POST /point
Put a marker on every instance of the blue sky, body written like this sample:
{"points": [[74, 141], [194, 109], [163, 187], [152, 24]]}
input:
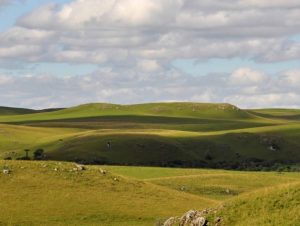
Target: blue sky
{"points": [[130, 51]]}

* * *

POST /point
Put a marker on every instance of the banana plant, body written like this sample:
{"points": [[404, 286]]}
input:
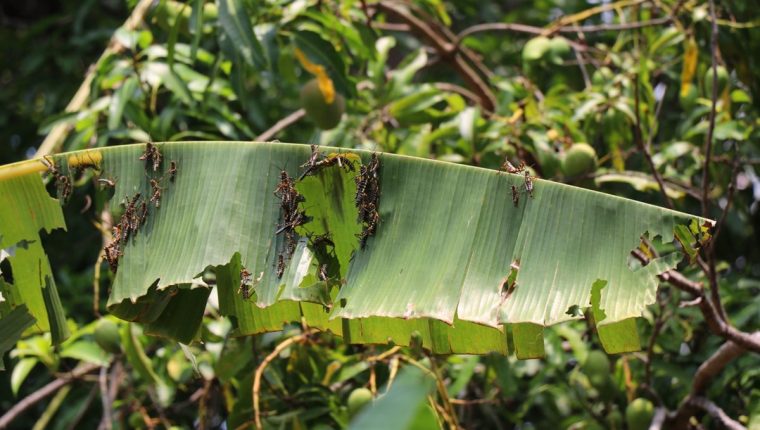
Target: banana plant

STATED PROBLEM: Show every line of the records above that contains the word "blue". Case counts.

FULL RESPONSE:
Put a marker on every instance of the blue sky, body written like this sample:
Target: blue sky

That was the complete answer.